*** Opening of Records supplied ***

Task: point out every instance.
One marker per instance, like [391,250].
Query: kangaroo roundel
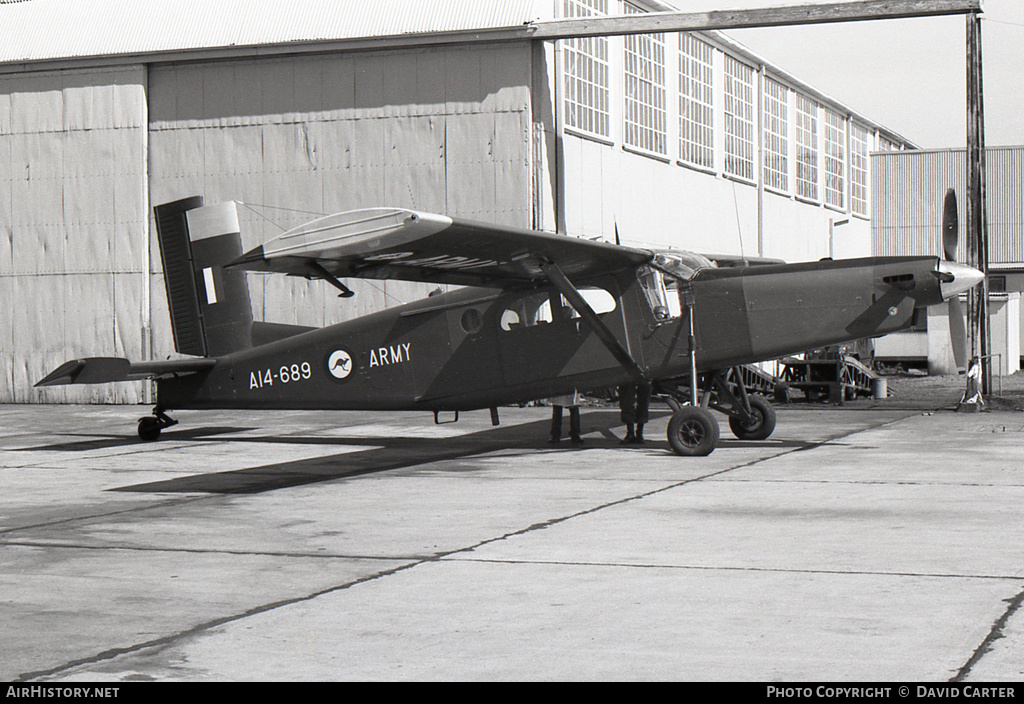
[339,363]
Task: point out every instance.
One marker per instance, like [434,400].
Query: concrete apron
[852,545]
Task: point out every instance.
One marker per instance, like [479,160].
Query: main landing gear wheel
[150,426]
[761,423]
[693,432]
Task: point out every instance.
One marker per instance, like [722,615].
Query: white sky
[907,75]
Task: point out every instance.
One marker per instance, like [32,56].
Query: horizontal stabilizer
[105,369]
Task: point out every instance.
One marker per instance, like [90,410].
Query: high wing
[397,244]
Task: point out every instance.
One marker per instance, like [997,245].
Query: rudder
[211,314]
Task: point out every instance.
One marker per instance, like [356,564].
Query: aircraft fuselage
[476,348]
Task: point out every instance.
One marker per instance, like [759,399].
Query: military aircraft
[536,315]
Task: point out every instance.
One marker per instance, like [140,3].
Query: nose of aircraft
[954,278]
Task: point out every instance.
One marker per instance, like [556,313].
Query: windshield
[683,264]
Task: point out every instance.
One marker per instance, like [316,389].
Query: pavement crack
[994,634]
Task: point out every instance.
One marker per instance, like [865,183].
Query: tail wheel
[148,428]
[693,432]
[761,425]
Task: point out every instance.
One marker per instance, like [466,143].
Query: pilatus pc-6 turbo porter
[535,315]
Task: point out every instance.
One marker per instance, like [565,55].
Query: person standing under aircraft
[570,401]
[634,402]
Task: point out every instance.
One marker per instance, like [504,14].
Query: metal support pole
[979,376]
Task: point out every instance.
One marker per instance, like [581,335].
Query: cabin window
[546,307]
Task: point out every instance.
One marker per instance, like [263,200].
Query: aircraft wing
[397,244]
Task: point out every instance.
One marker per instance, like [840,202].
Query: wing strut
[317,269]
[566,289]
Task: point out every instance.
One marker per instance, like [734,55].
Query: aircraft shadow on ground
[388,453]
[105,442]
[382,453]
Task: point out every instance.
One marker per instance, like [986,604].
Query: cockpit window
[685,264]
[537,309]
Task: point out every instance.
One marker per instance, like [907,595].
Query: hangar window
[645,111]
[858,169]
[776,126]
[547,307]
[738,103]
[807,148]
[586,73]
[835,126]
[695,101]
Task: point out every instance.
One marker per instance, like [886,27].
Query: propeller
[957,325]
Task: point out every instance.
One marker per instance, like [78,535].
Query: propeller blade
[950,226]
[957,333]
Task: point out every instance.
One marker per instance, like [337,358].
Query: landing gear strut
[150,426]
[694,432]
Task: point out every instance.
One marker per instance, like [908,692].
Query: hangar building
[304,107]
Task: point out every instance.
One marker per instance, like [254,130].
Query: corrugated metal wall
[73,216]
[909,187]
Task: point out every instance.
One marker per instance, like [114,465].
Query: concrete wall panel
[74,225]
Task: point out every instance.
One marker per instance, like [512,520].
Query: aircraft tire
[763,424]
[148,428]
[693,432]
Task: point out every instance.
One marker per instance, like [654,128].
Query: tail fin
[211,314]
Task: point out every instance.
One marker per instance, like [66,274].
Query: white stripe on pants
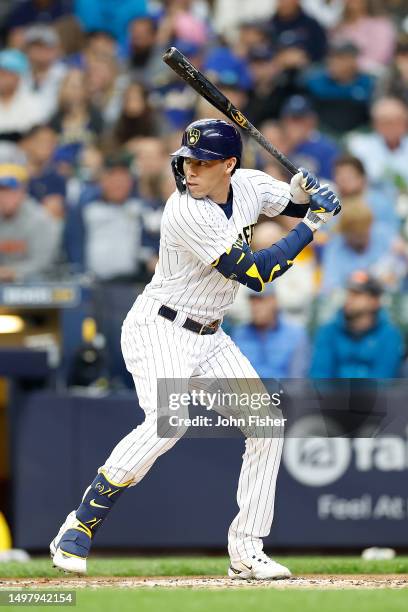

*** Close of Records supplied ***

Work to be completed: All lines above must be repeated exactly, and the pictures must be omitted.

Response to this task:
Task: point out every instance.
One marker per instance, like [391,250].
Query: kangaroo roundel
[339,363]
Task: point out every instance.
One marker per instance, like [434,400].
Query: concrete apron
[852,545]
Task: point out every instance.
One marker per instance, like [479,160].
Query: main landing gear wheel
[150,426]
[761,423]
[693,432]
Task: point out every instance.
One marker per instance, like [722,615].
Query: white sky
[907,75]
Task: point out every instance.
One marker per instance, like [32,56].
Query: horizontal stabilizer
[105,369]
Task: point out every instance.
One marker per instance, like [90,410].
Query: high wing
[397,244]
Task: point out every instance.
One marker per instance, like [997,245].
Query: rudder
[211,314]
Task: point out every instance.
One marker per instance, like [356,564].
Query: aircraft fuselage
[476,348]
Task: point out every instance.
One marker per instance, like [759,399].
Query: military aircraft
[536,315]
Task: point out every instance.
One marker per instance, like [140,3].
Query: nose of aircraft
[954,278]
Task: point out every instance.
One marker per instance, like [556,313].
Query: windshield
[683,264]
Task: point out every instance.
One marker per instance, like [316,389].
Query: pavement crack
[994,634]
Task: point out every instance.
One marker per instance, like [865,183].
Query: tail wheel
[148,428]
[693,432]
[761,425]
Task: point out every instance.
One marker per instance, like [466,143].
Query: pilatus pc-6 turbo porter
[535,315]
Task: point out every instance.
One marker per instance, like [565,55].
Query: person standing under aircraft
[570,401]
[634,402]
Task: point out every instance.
One marker per instance, like [504,14].
Query: metal support pole
[979,376]
Task: point out every instance.
One marker per instance, like [581,335].
Query: cabin window
[546,307]
Task: point out every instance.
One marker per instance, like [263,200].
Query: aircraft wing
[397,244]
Task: point out every instance.
One marker per instance, like [840,202].
Query: wing strut
[317,269]
[566,289]
Task: point out every instance.
One marker per instance, like [734,55].
Query: aircraft shadow on ground
[388,453]
[105,442]
[382,453]
Task: point out every instance.
One marker per instance, like [986,604].
Query: cockpit window
[685,264]
[537,309]
Task: point out every instance.
One marker per instance, like [907,595].
Query: hangar window
[645,111]
[858,169]
[776,126]
[547,307]
[738,103]
[807,148]
[586,73]
[835,126]
[695,101]
Task: point out every instance.
One marker per instance, like [886,27].
Query: propeller
[957,325]
Task: point out every instance.
One marker per instance, like [78,535].
Query: propeller blade
[950,226]
[957,333]
Task: point out every instance.
One marker per instance, like [337,358].
Query: landing gear strut
[150,426]
[694,432]
Task: point out every instance.
One marker per instance, like [908,692].
Query: hangar building
[304,107]
Task: point out every instance.
One marker per instance, like [254,130].
Query: corrugated metal wall
[73,216]
[909,187]
Task: point out every instance.
One marker per instance, like [114,465].
Query: concrete wall panel
[74,225]
Task: point out every instance.
One marker per instance, like [512,520].
Query: aircraft tire
[763,424]
[148,428]
[693,432]
Task: point out every instance.
One marker per instance, like [654,128].
Query: tail fin
[211,314]
Task: point out every instance.
One marker per instance, like [66,274].
Query: white stripe on pants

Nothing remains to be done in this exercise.